→ What you have to do
The response must consist of the records below, copied exactly.

→ Extracted records
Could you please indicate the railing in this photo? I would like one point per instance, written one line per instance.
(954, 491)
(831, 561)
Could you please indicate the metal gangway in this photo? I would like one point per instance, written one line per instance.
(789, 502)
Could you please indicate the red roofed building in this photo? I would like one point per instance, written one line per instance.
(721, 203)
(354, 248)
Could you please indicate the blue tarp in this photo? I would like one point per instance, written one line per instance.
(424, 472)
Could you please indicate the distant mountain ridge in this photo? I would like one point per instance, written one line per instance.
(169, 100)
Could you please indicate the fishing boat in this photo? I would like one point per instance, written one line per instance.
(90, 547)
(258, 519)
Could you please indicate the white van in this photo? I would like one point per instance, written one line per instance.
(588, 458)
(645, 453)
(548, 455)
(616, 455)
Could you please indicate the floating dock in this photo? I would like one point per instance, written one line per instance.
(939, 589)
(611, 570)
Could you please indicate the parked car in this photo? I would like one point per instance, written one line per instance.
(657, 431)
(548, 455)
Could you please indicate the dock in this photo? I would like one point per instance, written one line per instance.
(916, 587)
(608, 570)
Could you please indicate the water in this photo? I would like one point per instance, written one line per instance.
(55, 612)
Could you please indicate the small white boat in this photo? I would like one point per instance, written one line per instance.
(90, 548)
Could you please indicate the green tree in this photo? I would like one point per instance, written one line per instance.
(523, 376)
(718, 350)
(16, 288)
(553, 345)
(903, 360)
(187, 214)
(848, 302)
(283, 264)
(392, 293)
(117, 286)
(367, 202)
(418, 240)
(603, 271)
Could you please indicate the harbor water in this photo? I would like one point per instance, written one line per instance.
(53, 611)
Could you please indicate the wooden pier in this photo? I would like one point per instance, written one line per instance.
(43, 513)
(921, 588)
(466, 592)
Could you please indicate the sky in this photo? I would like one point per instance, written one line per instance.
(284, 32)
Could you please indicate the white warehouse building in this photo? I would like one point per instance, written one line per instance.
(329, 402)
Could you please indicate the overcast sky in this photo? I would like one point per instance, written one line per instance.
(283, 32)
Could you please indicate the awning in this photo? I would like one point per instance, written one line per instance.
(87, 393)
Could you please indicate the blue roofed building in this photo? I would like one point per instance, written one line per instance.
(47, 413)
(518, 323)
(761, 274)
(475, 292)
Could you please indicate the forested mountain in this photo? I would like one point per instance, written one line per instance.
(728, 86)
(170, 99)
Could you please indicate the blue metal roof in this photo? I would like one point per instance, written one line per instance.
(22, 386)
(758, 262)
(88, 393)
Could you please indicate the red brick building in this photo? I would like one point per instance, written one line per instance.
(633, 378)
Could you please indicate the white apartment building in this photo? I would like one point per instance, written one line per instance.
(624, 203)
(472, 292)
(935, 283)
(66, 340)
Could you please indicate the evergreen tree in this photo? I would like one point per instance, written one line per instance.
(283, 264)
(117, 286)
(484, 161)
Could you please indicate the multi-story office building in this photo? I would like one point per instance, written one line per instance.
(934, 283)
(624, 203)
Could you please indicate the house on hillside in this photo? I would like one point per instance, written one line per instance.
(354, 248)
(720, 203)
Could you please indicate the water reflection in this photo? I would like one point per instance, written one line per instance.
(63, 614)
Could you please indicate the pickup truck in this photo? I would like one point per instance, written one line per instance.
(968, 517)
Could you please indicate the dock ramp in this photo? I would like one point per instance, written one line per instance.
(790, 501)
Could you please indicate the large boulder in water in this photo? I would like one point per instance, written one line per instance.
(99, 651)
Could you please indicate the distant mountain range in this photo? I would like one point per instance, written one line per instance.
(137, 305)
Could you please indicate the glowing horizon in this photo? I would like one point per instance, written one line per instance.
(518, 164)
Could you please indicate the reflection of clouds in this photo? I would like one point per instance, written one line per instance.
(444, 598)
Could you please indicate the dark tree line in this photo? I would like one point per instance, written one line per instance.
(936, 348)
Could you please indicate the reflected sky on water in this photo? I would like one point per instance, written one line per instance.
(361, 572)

→ Finished exercise
Could you please indicate the railing in this photo? I would like one point per instance, written one line per instance.
(954, 491)
(831, 561)
Could you please indicate the metal gangway in this photo? I would like one point per instance, written one line per instance.
(789, 502)
Could you please indicate the red roofed building in this photo? I would like one point per instance, written one line per instance.
(721, 203)
(354, 248)
Could you please indicate the blue tarp in this photo? I would like one point per instance, written one line per instance.
(424, 472)
Could you please indicate the distant mountain ridge in this photo? I would like one point per instance, written one line per instance.
(169, 100)
Could you please indicate the fishing boat in this photo? I would like one point per instance, written one line per instance.
(90, 547)
(258, 519)
Could you please indicate the white van in this photo? I would like one point per instance, written one line per instance.
(588, 458)
(645, 453)
(548, 455)
(616, 455)
Could you please indicate the floating dock in this photo? I would like one point per instance, written one line per instance.
(939, 589)
(611, 570)
Could you please indicate the parked car in this photo? I would like one point per instance, written one line per instance.
(657, 431)
(548, 455)
Could you please indicate the dock in this photo? I would like one point per instance, written one line per instance.
(916, 587)
(608, 570)
Could you please indicate the water in this photo? I would like one point per instance, written one line per instance.
(55, 612)
Could you please indicate the small white boat in this photo? I would like one point per instance, written one line per instance.
(90, 548)
Could you please indicate the green tree in this photo? I would like one point per instance, written one line per instance.
(523, 376)
(718, 350)
(16, 288)
(553, 345)
(903, 360)
(187, 214)
(848, 302)
(283, 264)
(392, 293)
(117, 286)
(367, 202)
(418, 240)
(603, 271)
Could you please indicate the harbor water in this photo? I would like one point per instance, written one line per instance.
(53, 611)
Could you please indicate the wooden pier in this photo? I would like one point per instance, written one line per instance.
(43, 513)
(921, 588)
(466, 592)
Could you please indicate the sky in this photo? I would like one point per instance, written one line per instance.
(284, 32)
Could you please indicate the white warehouse building in this photo? I would like one point per instance, written one line per instance.
(329, 402)
Could you please indicate the overcast sky in this photo? I would like one point per instance, written one line per instance.
(283, 32)
Could you please indicate the awning in this photo? I would like one point per instance, written one line per instance.
(87, 393)
Could you please indicate the blue roofed building in this photo? I would like one point per instance, written one line per instance.
(47, 413)
(518, 323)
(761, 274)
(475, 292)
Could you please indicate the forested mountain in this photo? I would like one point per instance, written one line per instance.
(728, 86)
(170, 99)
Could you please indicate the blue metal roof in this photo? I would like one point per instance, written one line per instance.
(22, 386)
(758, 262)
(88, 393)
Could you please indicate the red brick building in this photo? I would like one point per instance, written one line per instance.
(633, 378)
Could you please indicate the white apartment building in this photo? I would like one point per instance, written one line per instance.
(624, 203)
(472, 292)
(935, 283)
(66, 340)
Could you please indicate the evergreen tree in this photo? I would like one point per instance, written one line per instance.
(283, 264)
(117, 286)
(484, 161)
Could you please indicate the multi-story office building in this photo? I would like one point per instance, written one line per instance.
(934, 283)
(624, 203)
Could you please indicate the house on hillside in this photo? I would like one point per instance, written one line per instance.
(354, 248)
(720, 203)
Could you please indicate the water reflection in this photo? I would like one point per instance, written one line per instance.
(63, 614)
Could you please indicate the pickup truck in this photo? I would like one point per instance, written one line per instance.
(968, 517)
Could you please indicate the dock ramp in this photo? I would like one point per instance, written one line per instance.
(790, 501)
Could you please indicate the large boulder in water in this photo? I would like one point per instance, written one line per instance.
(99, 651)
Could you please indicate the distant mountain range in this photo? I would like one point per instance, written one line per instance.
(137, 305)
Could you please indicate the glowing horizon in this photo? I would like one point per instance, written one line per instance.
(518, 164)
Could you please indicate the reflection of clouds in this photo? I would like one point per instance, written one line per instance.
(444, 598)
Could you please indicate the dark tree line in this photo? I would like one point per instance, written one line per instance.
(936, 348)
Could you please indicate the reflected sky on water in this photo? I would like one point per instance, written one line per instance.
(361, 572)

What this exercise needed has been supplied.